## Task to complete
Your response should consist of the entries below, reproduced exactly and without their images.

## Recorded data
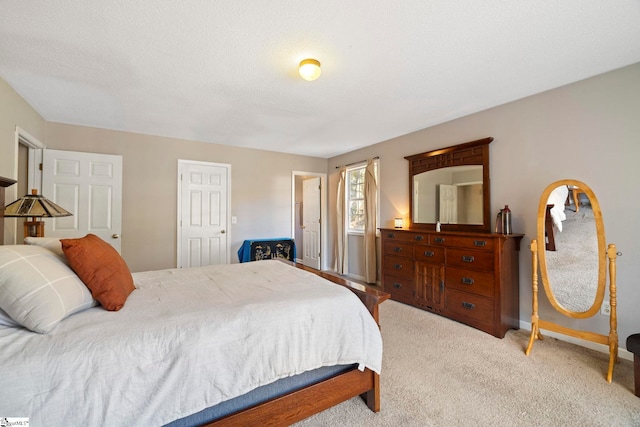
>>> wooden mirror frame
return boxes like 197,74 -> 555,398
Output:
526,179 -> 618,382
539,180 -> 607,318
405,137 -> 492,232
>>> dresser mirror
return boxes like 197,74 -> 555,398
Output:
526,179 -> 619,382
405,137 -> 492,232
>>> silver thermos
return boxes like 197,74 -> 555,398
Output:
496,205 -> 512,235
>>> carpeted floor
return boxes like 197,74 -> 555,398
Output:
296,300 -> 640,426
545,204 -> 599,313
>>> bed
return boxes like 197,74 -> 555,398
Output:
545,184 -> 569,251
0,181 -> 388,425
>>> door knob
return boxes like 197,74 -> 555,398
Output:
221,230 -> 226,234
112,234 -> 120,239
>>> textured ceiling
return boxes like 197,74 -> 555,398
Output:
1,1 -> 640,158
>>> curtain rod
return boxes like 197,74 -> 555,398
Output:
335,156 -> 379,169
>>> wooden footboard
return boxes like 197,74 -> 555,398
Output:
207,367 -> 378,426
545,204 -> 556,251
205,264 -> 389,426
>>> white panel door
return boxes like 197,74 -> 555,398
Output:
302,177 -> 321,269
178,160 -> 230,268
438,184 -> 458,224
42,149 -> 123,252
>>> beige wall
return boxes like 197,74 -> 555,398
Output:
328,62 -> 640,345
43,124 -> 328,272
0,77 -> 46,244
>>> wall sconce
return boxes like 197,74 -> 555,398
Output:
4,189 -> 72,238
394,218 -> 403,229
299,58 -> 321,81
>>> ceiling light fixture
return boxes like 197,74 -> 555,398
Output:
299,59 -> 321,81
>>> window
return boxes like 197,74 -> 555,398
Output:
346,161 -> 379,234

## Answer box
>>> wooden mirror frame
return boxes like 197,74 -> 555,398
Output:
526,179 -> 618,382
539,180 -> 607,318
405,137 -> 492,232
>>> dresser mirror
return boxes like 197,74 -> 555,398
Output:
526,179 -> 619,382
405,137 -> 492,232
>>> silver thermos
return boxes like 197,74 -> 555,398
Output:
496,205 -> 512,235
>>> carpeted floor
return boxes like 197,74 -> 555,398
Output:
296,300 -> 640,426
545,204 -> 599,313
>>> bed
return boxes like 197,74 -> 555,398
Output:
545,184 -> 569,251
0,181 -> 388,425
>>> door knob
return boxes like 197,74 -> 555,398
Output:
221,230 -> 226,234
112,234 -> 120,239
>>> textured ceiling
return boxes like 197,74 -> 555,398
Output:
1,1 -> 640,158
>>> curtain rod
return boxes like 197,74 -> 555,398
Output:
335,156 -> 379,169
>>> wooden footboard
return boxes like 197,74 -> 555,398
Output:
207,367 -> 378,426
545,204 -> 556,251
205,264 -> 389,426
>>> white panel door
return boxes like 197,74 -> 555,398
Output:
302,177 -> 321,269
178,160 -> 230,268
438,184 -> 458,224
42,149 -> 123,252
>>> beige wall
return boxes like 197,74 -> 555,398
Output:
328,62 -> 640,345
43,124 -> 328,272
0,77 -> 46,244
>>> wall sconce
return boxes like 197,74 -> 555,398
Output:
4,189 -> 72,238
394,218 -> 403,229
299,58 -> 321,81
>>> ceiling light fixture
return boxes like 197,74 -> 555,398
Output:
299,59 -> 321,81
>>> window
return boxes like 197,74 -> 555,398
Output:
346,161 -> 379,234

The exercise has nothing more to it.